═════ Source records
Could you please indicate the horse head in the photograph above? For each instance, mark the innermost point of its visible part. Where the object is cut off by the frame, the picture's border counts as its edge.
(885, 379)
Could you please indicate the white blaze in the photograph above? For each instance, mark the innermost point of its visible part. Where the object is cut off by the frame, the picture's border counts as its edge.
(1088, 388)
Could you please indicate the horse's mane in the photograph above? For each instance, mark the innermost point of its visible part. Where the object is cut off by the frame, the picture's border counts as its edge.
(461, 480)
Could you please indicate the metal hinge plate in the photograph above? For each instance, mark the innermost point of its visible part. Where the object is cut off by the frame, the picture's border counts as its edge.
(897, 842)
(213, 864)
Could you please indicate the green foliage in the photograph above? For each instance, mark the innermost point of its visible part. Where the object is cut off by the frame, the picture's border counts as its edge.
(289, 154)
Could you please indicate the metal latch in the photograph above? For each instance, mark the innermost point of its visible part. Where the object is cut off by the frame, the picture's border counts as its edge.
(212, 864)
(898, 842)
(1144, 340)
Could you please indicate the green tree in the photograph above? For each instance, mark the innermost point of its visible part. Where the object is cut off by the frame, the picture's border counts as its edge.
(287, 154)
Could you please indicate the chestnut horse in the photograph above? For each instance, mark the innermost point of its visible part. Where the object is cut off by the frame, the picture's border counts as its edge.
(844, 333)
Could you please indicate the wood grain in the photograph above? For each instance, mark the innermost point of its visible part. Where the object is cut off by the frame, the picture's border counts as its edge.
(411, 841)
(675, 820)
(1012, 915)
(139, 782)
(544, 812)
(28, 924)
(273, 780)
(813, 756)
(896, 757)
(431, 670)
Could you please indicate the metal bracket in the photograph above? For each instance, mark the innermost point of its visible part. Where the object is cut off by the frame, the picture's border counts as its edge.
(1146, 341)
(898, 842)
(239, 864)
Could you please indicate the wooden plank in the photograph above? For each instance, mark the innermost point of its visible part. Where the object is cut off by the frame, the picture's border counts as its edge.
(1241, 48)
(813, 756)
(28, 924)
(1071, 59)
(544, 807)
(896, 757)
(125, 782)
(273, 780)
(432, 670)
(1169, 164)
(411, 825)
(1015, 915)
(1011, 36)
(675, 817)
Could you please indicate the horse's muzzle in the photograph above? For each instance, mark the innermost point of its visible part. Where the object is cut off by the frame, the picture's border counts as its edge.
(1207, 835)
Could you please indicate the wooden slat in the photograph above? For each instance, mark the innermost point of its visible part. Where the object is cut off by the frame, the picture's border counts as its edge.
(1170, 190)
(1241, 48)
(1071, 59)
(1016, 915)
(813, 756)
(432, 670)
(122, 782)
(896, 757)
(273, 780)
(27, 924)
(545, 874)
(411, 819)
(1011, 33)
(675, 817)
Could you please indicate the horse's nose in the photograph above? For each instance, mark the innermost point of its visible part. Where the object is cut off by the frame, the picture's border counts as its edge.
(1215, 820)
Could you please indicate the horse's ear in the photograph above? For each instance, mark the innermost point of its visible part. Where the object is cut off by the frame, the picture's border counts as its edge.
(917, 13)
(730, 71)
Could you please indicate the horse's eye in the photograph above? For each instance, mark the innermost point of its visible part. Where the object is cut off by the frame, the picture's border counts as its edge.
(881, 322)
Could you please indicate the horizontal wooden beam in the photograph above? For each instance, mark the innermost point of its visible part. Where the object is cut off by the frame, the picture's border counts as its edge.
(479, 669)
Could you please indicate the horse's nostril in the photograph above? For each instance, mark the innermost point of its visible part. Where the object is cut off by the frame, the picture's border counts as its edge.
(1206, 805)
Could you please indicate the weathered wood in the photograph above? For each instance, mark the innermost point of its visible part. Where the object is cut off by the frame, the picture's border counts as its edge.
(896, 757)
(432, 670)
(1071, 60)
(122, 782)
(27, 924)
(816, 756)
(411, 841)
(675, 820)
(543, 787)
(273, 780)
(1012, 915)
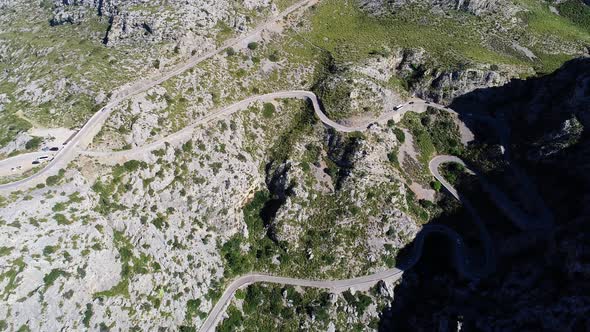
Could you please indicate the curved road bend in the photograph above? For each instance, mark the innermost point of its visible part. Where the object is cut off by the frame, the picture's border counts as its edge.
(93, 125)
(461, 260)
(186, 132)
(417, 105)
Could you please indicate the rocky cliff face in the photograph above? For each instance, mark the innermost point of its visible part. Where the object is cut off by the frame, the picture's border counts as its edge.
(541, 282)
(153, 22)
(477, 7)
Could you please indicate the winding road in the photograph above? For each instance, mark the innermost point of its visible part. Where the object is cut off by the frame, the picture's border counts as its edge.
(461, 258)
(94, 124)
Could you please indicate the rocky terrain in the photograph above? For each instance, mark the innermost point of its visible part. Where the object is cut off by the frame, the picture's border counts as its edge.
(145, 239)
(542, 280)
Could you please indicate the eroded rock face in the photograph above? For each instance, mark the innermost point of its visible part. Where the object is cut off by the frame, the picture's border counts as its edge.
(136, 21)
(477, 7)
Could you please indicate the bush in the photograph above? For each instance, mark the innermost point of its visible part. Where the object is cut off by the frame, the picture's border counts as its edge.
(392, 157)
(50, 278)
(268, 110)
(437, 186)
(274, 57)
(33, 143)
(399, 134)
(54, 179)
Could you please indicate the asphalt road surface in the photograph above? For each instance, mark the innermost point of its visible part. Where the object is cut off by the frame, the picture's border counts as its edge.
(92, 127)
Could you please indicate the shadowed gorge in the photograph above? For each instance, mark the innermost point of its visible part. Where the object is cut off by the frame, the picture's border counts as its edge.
(541, 282)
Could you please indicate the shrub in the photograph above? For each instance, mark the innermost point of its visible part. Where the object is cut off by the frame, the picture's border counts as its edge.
(399, 134)
(392, 157)
(268, 110)
(274, 57)
(33, 143)
(52, 276)
(437, 186)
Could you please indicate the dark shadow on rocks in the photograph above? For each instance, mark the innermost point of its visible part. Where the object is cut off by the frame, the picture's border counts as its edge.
(542, 281)
(279, 188)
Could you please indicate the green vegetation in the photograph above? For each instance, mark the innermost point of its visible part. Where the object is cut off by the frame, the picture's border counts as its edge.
(34, 143)
(55, 179)
(268, 110)
(399, 134)
(192, 310)
(61, 219)
(265, 309)
(5, 251)
(434, 131)
(452, 172)
(577, 12)
(131, 265)
(87, 315)
(9, 277)
(359, 301)
(109, 191)
(50, 278)
(351, 34)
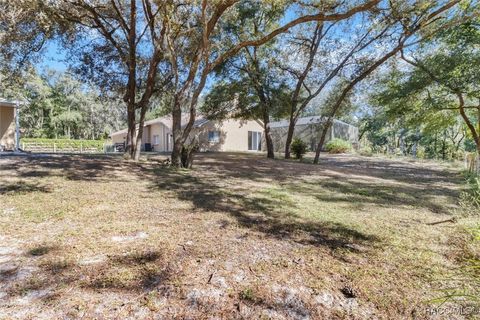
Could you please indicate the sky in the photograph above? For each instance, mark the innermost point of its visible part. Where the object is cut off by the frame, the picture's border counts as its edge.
(53, 58)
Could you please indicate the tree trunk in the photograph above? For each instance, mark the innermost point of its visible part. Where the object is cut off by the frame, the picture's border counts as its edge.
(291, 130)
(268, 136)
(177, 133)
(138, 141)
(322, 140)
(131, 135)
(268, 141)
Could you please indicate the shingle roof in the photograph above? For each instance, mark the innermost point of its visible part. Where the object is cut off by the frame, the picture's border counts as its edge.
(167, 121)
(303, 121)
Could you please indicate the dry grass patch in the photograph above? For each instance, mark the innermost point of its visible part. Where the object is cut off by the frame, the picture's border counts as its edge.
(239, 236)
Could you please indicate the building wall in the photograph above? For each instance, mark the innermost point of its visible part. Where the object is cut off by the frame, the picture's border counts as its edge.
(233, 135)
(7, 127)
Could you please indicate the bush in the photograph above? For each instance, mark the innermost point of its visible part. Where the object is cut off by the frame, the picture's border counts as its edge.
(366, 152)
(471, 196)
(338, 146)
(299, 148)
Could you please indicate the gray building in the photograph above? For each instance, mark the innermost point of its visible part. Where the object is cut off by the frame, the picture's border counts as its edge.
(309, 130)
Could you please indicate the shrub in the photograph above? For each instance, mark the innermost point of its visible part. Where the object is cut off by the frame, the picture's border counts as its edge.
(338, 146)
(470, 198)
(299, 148)
(367, 152)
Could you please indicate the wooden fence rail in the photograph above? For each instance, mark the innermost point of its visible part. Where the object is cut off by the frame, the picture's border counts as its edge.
(52, 147)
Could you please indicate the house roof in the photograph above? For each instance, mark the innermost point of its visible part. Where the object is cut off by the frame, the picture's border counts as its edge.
(304, 121)
(167, 121)
(6, 103)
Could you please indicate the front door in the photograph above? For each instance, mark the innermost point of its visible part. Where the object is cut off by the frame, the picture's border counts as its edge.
(169, 139)
(254, 140)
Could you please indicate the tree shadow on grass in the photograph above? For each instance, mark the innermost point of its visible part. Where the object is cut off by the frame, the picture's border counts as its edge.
(338, 190)
(96, 168)
(269, 215)
(22, 187)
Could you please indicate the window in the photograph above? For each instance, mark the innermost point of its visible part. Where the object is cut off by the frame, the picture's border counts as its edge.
(213, 136)
(254, 140)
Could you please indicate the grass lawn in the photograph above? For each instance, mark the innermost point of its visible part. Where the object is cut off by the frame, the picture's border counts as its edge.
(237, 237)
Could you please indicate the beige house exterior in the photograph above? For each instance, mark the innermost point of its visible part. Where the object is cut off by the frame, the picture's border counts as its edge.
(7, 126)
(212, 135)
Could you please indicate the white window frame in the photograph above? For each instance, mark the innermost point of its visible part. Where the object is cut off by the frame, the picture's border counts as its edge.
(156, 139)
(254, 140)
(215, 136)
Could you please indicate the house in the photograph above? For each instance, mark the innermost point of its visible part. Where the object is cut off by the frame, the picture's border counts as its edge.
(309, 130)
(9, 128)
(212, 135)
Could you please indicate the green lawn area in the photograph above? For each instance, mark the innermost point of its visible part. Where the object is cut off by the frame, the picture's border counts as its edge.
(238, 236)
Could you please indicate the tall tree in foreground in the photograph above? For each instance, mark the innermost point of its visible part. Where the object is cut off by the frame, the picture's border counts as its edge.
(197, 45)
(252, 75)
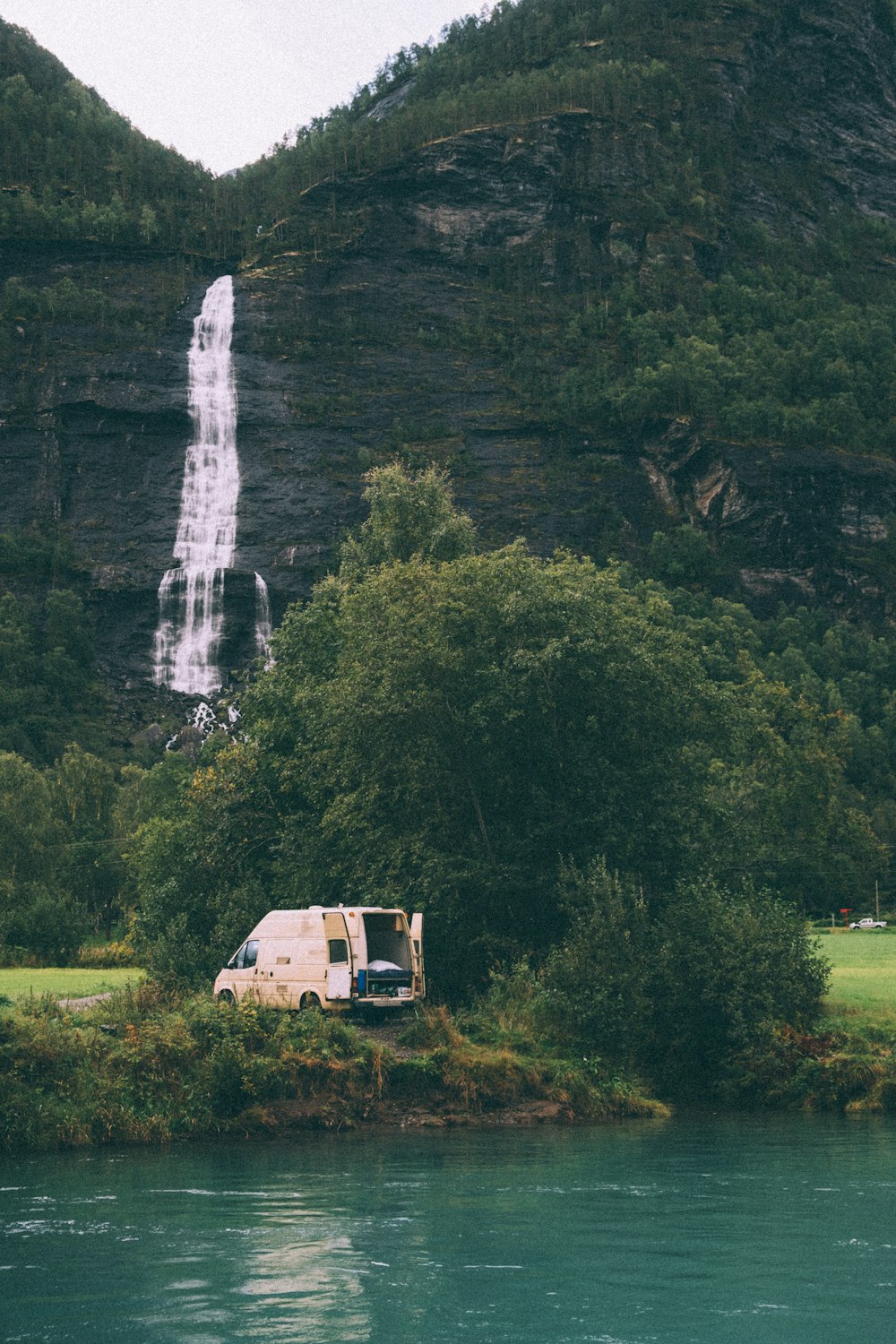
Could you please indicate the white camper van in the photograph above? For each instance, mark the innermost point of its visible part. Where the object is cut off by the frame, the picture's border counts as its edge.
(330, 957)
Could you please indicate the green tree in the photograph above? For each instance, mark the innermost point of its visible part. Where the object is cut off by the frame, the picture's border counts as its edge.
(410, 515)
(676, 984)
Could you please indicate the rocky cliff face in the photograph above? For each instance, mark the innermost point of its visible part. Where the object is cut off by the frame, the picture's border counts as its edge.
(349, 357)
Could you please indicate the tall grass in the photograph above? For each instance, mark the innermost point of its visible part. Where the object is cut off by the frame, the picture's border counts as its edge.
(148, 1067)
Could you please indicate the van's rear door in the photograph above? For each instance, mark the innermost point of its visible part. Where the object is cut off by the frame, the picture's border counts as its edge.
(339, 957)
(417, 953)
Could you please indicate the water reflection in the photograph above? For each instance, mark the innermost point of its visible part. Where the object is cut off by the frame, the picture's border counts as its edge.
(713, 1231)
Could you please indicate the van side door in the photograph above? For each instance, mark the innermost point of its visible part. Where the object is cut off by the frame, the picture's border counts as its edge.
(242, 968)
(417, 956)
(339, 957)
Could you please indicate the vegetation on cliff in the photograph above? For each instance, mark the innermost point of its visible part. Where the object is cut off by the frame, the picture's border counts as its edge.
(547, 754)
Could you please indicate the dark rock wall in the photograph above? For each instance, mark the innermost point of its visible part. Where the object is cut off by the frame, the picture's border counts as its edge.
(346, 357)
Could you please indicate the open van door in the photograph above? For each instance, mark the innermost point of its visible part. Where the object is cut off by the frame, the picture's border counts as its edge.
(417, 953)
(339, 957)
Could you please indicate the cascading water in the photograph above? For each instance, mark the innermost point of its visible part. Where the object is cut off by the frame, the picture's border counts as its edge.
(191, 594)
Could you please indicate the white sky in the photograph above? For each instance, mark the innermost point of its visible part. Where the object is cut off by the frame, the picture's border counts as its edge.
(223, 80)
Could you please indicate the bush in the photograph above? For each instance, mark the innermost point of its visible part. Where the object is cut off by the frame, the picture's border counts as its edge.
(676, 989)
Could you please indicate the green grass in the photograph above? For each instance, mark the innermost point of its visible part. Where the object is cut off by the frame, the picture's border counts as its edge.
(69, 983)
(863, 978)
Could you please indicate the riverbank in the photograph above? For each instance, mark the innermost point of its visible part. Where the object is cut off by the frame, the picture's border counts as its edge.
(147, 1067)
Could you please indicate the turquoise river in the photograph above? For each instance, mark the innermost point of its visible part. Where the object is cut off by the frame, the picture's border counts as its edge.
══════════
Problem requirements
Copy exactly the lines from the one containing "Could you please indicate the white sky" through the last line of the records, both included, and nothing else.

Solution to the exercise
Could you please indicate the white sky in the photograph above? For each instance, mark the innermost point of its visible part. Where the object is cut off by the frame, the picture's border counts as its edge.
(223, 80)
Could you please indicate the bush in the photograph above? For each instance, mark the innermost point of its visible part. Where the object is cut off by the frame, the picture's border counts as its edge.
(676, 989)
Could you please indicate the green grass in the photograph above? For each instance, mark the innermost point of its visible part. Where the object is cut off by the frame, the picture's border counts as its edge.
(69, 983)
(863, 978)
Could you please indicate the riverbank in the photograph above? For each instance, mark the innermost point of its visible part. Where the object is cut off by the frame, the picture's border counts as its edge.
(147, 1067)
Could you please indicate the turquoise river in the photograph above? For each instance, mark the innermost point of its visible part. Where the object is cut off by the frame, the picture's border counts as its edge.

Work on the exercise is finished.